Exercise brief.
Please copy the data from the line containing "of the blue" through the end of the data, requests included, and shift every coordinate in the answers by adding -87 to it.

━━━

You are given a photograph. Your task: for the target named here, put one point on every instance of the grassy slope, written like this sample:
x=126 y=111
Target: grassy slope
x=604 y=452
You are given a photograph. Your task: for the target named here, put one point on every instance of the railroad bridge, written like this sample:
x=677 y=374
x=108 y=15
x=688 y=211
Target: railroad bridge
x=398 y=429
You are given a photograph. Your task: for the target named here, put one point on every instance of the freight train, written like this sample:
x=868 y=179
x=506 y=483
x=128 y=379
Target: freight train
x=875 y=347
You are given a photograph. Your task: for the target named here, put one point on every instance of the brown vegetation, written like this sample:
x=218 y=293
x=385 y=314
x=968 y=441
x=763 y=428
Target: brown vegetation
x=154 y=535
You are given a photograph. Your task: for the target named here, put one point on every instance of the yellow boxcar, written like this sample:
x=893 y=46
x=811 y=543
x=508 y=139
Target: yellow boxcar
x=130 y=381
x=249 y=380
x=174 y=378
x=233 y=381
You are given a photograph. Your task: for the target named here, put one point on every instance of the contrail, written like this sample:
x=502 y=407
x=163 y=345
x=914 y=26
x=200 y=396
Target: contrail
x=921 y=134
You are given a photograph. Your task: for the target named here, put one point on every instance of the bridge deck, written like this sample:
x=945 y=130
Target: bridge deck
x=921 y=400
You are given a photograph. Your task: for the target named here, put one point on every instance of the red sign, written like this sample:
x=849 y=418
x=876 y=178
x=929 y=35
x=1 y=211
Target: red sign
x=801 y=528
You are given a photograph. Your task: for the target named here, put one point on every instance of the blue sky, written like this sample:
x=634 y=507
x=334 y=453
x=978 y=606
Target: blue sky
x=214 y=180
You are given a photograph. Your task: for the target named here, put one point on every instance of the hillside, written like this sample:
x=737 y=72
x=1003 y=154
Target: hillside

━━━

Output for this task.
You are given a photograph. Your task: for the target named here, put one point on every instance of the blue sky, written like this sample:
x=634 y=507
x=334 y=453
x=978 y=606
Target: blue sky
x=127 y=93
You are given a photograph. Your task: for the target named here, put one point on every instance of the hillside, written like this sample:
x=737 y=72
x=1003 y=154
Target: hillside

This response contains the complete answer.